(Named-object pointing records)
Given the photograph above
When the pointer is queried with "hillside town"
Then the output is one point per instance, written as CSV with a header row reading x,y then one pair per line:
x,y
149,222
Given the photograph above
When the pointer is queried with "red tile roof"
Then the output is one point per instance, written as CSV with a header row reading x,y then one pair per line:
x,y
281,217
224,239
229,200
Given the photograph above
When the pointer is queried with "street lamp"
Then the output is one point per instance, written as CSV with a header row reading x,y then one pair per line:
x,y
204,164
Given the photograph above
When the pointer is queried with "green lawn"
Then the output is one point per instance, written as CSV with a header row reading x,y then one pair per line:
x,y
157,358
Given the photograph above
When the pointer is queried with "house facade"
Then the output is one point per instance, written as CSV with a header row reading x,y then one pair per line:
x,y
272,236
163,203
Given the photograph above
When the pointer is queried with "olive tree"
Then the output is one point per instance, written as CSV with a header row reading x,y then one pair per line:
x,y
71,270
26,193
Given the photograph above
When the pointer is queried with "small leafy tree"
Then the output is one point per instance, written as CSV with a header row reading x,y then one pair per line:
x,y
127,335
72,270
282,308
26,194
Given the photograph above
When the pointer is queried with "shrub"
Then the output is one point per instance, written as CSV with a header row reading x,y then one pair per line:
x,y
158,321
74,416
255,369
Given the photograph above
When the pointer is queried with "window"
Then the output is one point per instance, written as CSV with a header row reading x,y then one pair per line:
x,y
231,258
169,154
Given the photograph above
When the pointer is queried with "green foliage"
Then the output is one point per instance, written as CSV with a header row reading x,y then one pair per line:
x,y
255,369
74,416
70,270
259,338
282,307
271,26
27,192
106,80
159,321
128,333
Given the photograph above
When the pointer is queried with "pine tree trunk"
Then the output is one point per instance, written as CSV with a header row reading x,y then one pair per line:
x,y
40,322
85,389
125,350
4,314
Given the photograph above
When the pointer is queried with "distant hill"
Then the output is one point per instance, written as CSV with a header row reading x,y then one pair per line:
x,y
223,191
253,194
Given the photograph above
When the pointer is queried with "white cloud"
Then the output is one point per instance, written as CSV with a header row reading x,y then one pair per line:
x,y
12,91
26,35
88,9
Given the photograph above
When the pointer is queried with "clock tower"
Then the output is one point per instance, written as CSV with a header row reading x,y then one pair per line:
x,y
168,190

[TASK INSTRUCTIONS]: Return every entry verbatim.

[ANSWER TO THIS EXERCISE]:
Given the photograph above
When the pointer is queried with "hillside town"
Then the output is one point per instance, written as CSV with a header row reading x,y then one pair per line:
x,y
149,222
Given the photograph above
When the pointer is queried with "red tile roof"
Then the output is one point per instance, written as CSV with a header row reading x,y then one pair per line:
x,y
281,217
224,239
229,200
Given the photograph above
When the pointer is queried with "street lamp"
Then the output is one point per instance, written as CSV with a header row reading x,y then one pair per line:
x,y
204,164
Given the photograph above
When the pointer is queried with "green lawn"
Then the output is one point per instance, written as CSV with a header row reading x,y then one pair per line:
x,y
157,358
Given the photograph above
When the pointer is queried with "house facade"
Then the output is one point per instance, written as CSV with a header row reading x,y then one pair per line:
x,y
272,236
163,203
Given the photograph above
When the pointer is queried with "olive tree"
Then the output is one point per instance, written as CSV with a header row reading x,y then one pair per line:
x,y
71,270
26,193
Given the photograph above
When the pointer is queried with "small leafy tree"
Then the output is one point per instance, written as CSV with a header row reading x,y then one pair per line:
x,y
127,335
72,270
282,308
26,194
Given the photograph above
When the pointer is queried with "shrub"
Then the output is one point per instance, written as CSV with a header row reading x,y then one pair per line:
x,y
158,321
74,416
255,369
Given the photograph above
When the pointer is queried with "window"
Then the output is one point per instance, written as CSV with a header row reading x,y then one pair per line:
x,y
231,258
169,154
Given the photograph above
When the pointer is queried with "green foliage"
Then the output is one point per instance, written as CSV with a header row reading x,y then one pair per line:
x,y
255,369
74,416
70,270
259,338
282,307
271,26
27,192
106,80
159,321
128,333
Given the photograph above
When the pointer is queried with "pine tree trunk"
Then the output is one point per instance, written as CSV with a header row reading x,y then one pair per line:
x,y
40,322
85,389
125,350
4,314
Given the photograph above
When the pointer is queried with "distant hill"
Then the output is one point per instance, written as CSV with a header row reading x,y then one pair per line:
x,y
223,191
253,194
Given the photograph above
When the pointer is queried with "white cloud"
Then the output is one point per instance, written as CSV with a header row reading x,y then one pair per line:
x,y
12,91
26,35
88,9
Given the photograph above
When the pointer is queried with "clock tower"
Then the output is one point per instance, written as CSV with a header row reading x,y then one pair per line:
x,y
168,190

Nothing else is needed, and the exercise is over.